*Your goal:* Everything from the line containing "Target: mason jar" to the final line of the records below should be given again exactly, and nothing else.

*Dataset records:*
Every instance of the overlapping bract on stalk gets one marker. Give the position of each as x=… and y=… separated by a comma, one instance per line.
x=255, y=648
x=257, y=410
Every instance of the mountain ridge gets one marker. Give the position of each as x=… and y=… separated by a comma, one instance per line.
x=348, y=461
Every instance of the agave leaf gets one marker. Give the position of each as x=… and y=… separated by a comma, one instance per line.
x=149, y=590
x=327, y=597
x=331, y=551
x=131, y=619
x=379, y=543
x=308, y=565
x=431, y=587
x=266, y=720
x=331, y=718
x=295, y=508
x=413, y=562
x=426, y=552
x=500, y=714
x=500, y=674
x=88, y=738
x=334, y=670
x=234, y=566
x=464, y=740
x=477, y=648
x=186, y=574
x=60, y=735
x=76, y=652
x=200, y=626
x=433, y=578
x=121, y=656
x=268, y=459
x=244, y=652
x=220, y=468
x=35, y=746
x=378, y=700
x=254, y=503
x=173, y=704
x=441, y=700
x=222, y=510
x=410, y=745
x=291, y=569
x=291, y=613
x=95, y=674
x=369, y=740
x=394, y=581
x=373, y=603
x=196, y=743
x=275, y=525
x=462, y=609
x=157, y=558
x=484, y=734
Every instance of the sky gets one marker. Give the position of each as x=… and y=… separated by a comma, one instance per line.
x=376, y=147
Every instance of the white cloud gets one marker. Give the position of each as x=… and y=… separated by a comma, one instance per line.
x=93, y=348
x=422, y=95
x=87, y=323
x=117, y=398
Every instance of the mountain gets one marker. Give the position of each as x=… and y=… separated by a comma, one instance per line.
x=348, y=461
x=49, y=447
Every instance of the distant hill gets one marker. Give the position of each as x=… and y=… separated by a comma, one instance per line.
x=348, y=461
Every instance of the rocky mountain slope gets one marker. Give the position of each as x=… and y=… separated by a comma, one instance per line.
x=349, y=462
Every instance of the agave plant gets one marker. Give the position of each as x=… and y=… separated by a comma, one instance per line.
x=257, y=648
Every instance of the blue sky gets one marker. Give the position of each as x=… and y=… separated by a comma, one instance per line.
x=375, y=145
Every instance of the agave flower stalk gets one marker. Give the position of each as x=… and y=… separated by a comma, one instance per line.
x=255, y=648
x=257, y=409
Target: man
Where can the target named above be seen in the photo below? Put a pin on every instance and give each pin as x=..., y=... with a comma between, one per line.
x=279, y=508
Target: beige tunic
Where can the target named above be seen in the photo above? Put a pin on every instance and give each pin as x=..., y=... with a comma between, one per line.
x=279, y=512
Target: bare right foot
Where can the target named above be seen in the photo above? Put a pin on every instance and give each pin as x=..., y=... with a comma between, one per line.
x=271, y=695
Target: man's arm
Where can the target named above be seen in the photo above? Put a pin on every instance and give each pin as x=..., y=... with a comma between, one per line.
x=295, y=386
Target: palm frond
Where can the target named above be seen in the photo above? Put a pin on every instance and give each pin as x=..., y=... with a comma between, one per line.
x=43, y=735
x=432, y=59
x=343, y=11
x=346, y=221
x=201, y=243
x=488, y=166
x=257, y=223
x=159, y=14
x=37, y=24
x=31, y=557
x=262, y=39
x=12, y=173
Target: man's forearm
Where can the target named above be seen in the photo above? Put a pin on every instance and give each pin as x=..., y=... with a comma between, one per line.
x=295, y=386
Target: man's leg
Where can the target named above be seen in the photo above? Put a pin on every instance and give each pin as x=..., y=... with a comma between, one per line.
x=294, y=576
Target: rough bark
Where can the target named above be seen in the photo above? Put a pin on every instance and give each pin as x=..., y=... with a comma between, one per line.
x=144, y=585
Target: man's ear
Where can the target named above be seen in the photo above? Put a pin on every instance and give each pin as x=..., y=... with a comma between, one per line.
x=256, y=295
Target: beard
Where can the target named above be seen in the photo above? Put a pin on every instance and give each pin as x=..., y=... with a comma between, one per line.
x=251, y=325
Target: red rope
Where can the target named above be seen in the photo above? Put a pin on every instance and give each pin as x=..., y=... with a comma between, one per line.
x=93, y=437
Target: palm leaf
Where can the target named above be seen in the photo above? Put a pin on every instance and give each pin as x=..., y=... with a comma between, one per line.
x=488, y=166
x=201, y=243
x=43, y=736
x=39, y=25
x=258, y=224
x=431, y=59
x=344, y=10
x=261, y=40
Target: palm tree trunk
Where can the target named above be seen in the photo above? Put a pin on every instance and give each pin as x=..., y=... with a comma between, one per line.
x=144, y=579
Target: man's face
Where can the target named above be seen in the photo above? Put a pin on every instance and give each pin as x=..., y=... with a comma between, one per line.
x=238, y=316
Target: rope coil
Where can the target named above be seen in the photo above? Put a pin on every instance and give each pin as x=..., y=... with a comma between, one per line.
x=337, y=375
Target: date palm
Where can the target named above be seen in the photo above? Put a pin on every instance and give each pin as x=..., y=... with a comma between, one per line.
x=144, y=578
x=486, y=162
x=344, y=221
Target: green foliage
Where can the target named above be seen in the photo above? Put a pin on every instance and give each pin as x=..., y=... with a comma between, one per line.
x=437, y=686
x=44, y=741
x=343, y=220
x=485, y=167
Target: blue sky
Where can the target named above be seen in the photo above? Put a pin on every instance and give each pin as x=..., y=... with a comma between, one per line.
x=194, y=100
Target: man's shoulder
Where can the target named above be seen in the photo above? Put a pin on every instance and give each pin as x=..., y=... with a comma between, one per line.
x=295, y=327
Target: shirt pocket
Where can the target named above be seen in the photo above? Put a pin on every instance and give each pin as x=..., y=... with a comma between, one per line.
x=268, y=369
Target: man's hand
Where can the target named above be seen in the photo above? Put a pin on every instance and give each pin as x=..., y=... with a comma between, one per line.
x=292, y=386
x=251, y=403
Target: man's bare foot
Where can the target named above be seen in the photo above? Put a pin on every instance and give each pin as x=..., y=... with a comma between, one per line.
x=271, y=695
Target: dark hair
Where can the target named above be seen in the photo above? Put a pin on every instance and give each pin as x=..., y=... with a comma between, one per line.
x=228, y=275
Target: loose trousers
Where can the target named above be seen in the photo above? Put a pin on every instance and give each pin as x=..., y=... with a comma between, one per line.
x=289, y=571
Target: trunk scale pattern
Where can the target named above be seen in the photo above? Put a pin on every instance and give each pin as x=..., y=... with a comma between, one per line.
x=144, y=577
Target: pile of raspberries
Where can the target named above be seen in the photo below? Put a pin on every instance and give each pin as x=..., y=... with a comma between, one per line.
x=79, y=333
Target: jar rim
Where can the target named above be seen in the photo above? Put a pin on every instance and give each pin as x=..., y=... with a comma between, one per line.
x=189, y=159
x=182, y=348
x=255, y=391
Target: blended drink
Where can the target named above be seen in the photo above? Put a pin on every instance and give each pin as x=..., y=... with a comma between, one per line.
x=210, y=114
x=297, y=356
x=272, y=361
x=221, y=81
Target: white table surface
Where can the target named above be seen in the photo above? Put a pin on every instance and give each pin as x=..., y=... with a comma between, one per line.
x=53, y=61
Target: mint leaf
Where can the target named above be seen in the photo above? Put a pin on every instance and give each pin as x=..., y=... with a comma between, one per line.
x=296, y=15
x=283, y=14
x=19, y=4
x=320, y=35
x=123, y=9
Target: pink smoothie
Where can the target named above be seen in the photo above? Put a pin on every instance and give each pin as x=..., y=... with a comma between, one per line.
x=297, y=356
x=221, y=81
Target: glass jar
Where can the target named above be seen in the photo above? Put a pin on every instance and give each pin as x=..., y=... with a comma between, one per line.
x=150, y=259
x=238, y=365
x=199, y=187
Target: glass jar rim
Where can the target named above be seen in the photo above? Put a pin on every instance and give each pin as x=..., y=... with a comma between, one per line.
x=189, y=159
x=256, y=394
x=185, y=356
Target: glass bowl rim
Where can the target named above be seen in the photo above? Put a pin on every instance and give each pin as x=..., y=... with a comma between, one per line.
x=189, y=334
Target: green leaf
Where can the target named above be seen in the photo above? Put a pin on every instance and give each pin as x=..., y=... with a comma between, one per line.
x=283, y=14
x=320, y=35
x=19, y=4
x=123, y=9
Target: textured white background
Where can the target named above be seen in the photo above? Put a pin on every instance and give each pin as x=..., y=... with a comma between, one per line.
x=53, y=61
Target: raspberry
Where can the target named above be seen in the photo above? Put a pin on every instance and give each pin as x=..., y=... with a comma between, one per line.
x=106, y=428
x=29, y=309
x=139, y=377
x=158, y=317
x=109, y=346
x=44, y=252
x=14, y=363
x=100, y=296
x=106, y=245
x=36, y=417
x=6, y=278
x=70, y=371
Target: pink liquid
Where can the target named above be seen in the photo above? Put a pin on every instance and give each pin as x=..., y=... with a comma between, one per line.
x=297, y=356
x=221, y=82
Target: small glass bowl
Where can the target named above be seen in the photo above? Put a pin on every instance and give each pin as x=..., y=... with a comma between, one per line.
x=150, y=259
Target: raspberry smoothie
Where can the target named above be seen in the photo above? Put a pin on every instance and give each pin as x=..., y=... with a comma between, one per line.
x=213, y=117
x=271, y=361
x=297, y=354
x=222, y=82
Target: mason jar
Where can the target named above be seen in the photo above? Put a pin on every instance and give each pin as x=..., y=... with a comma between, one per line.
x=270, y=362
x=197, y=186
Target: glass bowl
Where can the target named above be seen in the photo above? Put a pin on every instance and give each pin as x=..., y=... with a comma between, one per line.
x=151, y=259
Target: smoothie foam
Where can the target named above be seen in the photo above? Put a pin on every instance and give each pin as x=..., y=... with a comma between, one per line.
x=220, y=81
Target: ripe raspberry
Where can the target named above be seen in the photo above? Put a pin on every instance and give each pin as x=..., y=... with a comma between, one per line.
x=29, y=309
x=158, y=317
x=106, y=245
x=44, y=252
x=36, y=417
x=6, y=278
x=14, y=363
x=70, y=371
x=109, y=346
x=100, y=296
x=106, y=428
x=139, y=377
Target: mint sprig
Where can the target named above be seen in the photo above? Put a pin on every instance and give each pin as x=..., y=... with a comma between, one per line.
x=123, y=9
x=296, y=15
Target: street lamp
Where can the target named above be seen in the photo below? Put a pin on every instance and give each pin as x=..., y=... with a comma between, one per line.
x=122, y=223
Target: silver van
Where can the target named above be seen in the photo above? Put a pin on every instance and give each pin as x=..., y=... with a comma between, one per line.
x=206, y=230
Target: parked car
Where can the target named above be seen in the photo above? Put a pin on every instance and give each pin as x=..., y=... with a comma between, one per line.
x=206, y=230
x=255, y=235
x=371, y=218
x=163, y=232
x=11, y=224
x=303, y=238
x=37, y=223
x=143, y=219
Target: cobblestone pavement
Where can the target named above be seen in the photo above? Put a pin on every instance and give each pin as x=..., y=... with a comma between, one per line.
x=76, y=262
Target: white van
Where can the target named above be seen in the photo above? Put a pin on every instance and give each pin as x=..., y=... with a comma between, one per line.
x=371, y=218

*Task answer:*
Target: mason jar
Where can the target named above be seen in the photo above? Put a pin on every instance and give each pin as x=..., y=... with a comma between, one per line.
x=270, y=362
x=197, y=186
Target: glass bowl
Where can the target named above be seen in the photo above? Put a pin on every instance and give each pin as x=..., y=... with a comma between, one per line.
x=151, y=259
Target: smoothie foam
Where can the target named above be seen in the photo above? Put a pin on every instance and give each pin as x=..., y=... with a comma between, one per line.
x=220, y=81
Target: ripe raspberry
Where can the target named above be seen in the photo above? Put a pin on every instance and give each pin as x=..., y=... with a comma between, one per line.
x=29, y=309
x=158, y=317
x=106, y=245
x=44, y=252
x=36, y=417
x=6, y=278
x=14, y=363
x=70, y=371
x=109, y=346
x=100, y=296
x=106, y=428
x=139, y=377
Target: mint sprig
Where can the target named above be seen in the photo above? Put a pin on every instance and give each pin as x=..., y=... with a comma between, one per line.
x=123, y=9
x=296, y=15
Target: street lamp
Where can the target named above be seen in the photo below? Put a pin on every instance and give each pin as x=..., y=... with a comma between, one per line.
x=122, y=223
Target: silver van
Where can the target named above be seen in the photo above? Put a pin on every instance and give each pin as x=..., y=... with a comma between, one per line.
x=206, y=230
Target: parked car
Where can the target named above be seen in the photo above? Put a pin on every instance and give each pin as x=..., y=... with a comma between, one per line.
x=206, y=230
x=255, y=235
x=371, y=218
x=163, y=232
x=11, y=224
x=303, y=238
x=37, y=223
x=143, y=219
Target: cobblestone pavement
Where can the target named above be seen in the photo above? Put a pin on every instance and give each pin as x=..., y=... with a comma between, one per line.
x=76, y=262
Target: white van
Where can the target named above be seen in the photo above? Put a pin on every instance and give each pin as x=..., y=... with a comma between, one per line.
x=371, y=218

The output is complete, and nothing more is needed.